** COMPLETE THE FOLLOWING **
#1 In the film festival reviews, on what dates does the Couched online film festival screen?
#2 List every Miloš Forman film that the film festival reviews mention by title.
#3 Continue the film festival reviews from the point where they stop.

** DOCUMENT TEXT **
==================================================
It’s the second and final week of the online Couched Film Festival. Hopefully you’ve stacked up on films for your living room festival pleasure, and now we’ve got another bunch of reviews, this time including two docos on two highly regarded filmmakers, plus a feature film from a contemporary legend. Finishing up this Friday, there are still hours in the day to binge up on this great array of films.
Couched online film festival screens from Thursday, July 9 to Sunday, July 19. Head to revelationfilmfest.org for more info.
FORMAN VS. FORMAN
Recounting the career of film director Miloš Forman, from his hugely traumatic childhood, his maturity as he was growing up, and his immense success in both his homeland Czechoslovakia and in Hollywood, Forman vs. Forman finds ease in painting a vivid picture of this filmmaker’s work, particularly when it includes One Flew Over the Cuckoo’s Nest, Amadeus, The Fireman’s Ball, The People vs. Larry Flynt, and more.
This documents his career as he faces harsh ups and downs in his career, with each huge success seemingly followed by a box office flop. There’s a great amount of home movie footage and rare interviews, which all intimately capture Forman at his most introspective, whether it be during a high or low.
Although the powers that be seemed to not allow any footage or discussion around arguably his best film, 1999’s Man on the Moon, this doco still feels like it’s captured a uniquely industrious filmmaking career. Forman vs. Forman is a revealing recap of this great director’s career and life, that shows how he characteristically and effortlessly managed to go up against adversity.
ANDREY TARKOVSKY: A CINEMATIC PRAYER
As the title suggests, the great Russian filmmaker Andrei Tarkovsky seemed to view art (of his and his influencers) to be of a religious offering, as if god was working through him to create art that was also for god. He explains this throughout this doco, which goes through each of his feature films, using his own interviews, behind the scenes footage, and his own photography as this doco puts together a light, yet wordy portrait of this film artist and his career.
==================================================
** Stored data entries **
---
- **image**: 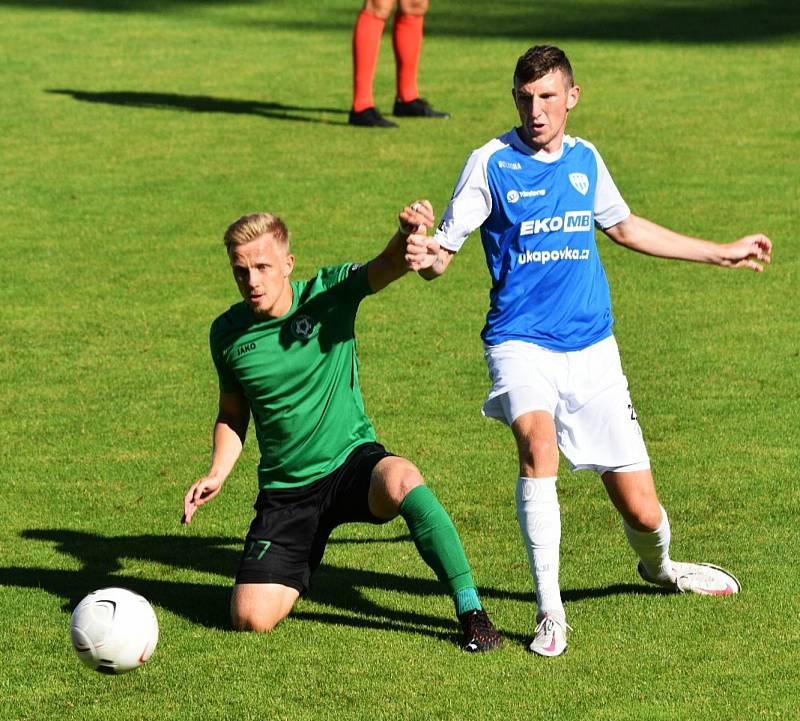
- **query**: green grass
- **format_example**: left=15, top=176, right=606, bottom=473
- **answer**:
left=0, top=0, right=800, bottom=721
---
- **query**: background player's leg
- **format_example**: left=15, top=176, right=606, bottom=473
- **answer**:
left=348, top=0, right=397, bottom=128
left=392, top=3, right=425, bottom=103
left=231, top=583, right=300, bottom=631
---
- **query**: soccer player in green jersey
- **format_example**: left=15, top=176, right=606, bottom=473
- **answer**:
left=183, top=202, right=501, bottom=651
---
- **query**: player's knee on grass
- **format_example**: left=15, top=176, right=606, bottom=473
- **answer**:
left=231, top=583, right=300, bottom=633
left=369, top=456, right=424, bottom=520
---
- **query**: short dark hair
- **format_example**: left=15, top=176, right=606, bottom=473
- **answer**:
left=514, top=45, right=575, bottom=87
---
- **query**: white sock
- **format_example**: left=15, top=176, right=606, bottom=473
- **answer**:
left=623, top=506, right=673, bottom=581
left=516, top=476, right=564, bottom=620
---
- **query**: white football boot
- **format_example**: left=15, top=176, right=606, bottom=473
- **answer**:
left=638, top=561, right=742, bottom=596
left=528, top=613, right=572, bottom=656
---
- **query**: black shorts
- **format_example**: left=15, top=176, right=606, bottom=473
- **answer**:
left=236, top=443, right=392, bottom=593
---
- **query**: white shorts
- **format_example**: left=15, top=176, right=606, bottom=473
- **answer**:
left=482, top=336, right=650, bottom=473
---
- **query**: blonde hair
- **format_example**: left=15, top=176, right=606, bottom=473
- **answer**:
left=224, top=213, right=289, bottom=252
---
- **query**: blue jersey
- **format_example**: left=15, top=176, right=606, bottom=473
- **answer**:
left=436, top=130, right=630, bottom=351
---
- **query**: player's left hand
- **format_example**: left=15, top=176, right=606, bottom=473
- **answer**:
left=720, top=233, right=772, bottom=273
left=398, top=200, right=436, bottom=236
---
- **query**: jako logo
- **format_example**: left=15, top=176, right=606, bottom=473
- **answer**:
left=506, top=188, right=547, bottom=203
left=519, top=210, right=592, bottom=235
left=517, top=246, right=589, bottom=265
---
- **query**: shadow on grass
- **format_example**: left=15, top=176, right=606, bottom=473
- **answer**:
left=0, top=0, right=256, bottom=13
left=233, top=0, right=800, bottom=43
left=0, top=529, right=663, bottom=643
left=48, top=89, right=349, bottom=125
left=7, top=0, right=800, bottom=43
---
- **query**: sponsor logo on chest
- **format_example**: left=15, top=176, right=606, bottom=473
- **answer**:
left=519, top=210, right=592, bottom=235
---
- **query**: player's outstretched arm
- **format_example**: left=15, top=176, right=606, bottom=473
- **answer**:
left=181, top=392, right=250, bottom=523
left=367, top=200, right=436, bottom=293
left=604, top=214, right=772, bottom=273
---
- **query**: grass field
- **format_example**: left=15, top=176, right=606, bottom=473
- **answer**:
left=0, top=0, right=800, bottom=721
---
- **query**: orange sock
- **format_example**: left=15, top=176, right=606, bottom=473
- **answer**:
left=353, top=10, right=386, bottom=112
left=392, top=15, right=425, bottom=103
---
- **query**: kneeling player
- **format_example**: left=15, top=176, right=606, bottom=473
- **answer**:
left=184, top=206, right=501, bottom=651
==================================================
** LIST OF ANSWERS **
#1 Thursday, July 9 to Sunday, July 19

#2 One Flew Over the Cuckoo's Nest, Amadeus, The Fireman's Ball, The People vs. Larry Flynt, Man on the Moon

#3
Andrei delivers through interviews, musings, and poetry readings his own very theistic approach to filmmaking, which sounds like a traditional way of making art. But given his voice is the only voice heard, his instructions on making art start to sound reiterative as he goes on. There’s a great wealth of what looks like new behind the scenes footage, brilliantly interspersed with the footage from the films, showing the then and now of these locations (many of which hardly look any different today), all of which is sure to be a little new delight for fans.
This in-depth and very personal film starring Willem Dafoe is more baffling than it is intriguing. A thoroughly metaphysical film about a middle aged man’s journey through his past; a bear attack, a pregnant woman, a quest through snowy mountains and sandy deserts, young dudes bullying this man when he was a boy, a fish that reincarnates – what does it all mean? Or more importantly, how does this all come together? Siberia is so obscure, that this very personal film feels impenetrable. It feels it was made for one person’s own therapy, rather than to reach across an interested audience.
Director and co-writer Abel Ferrara’s other films that delve deep into the psyches of men have been far more literal, such as the straight-forward Bad Lieutenant or his last film with Dafoe, Pasolini. Siberia is at least a great film to look at, with haunting cinematography across the various vistas and visages it’s been filmed in. But this handsome film succumbs to not only density, but even worse, boredom.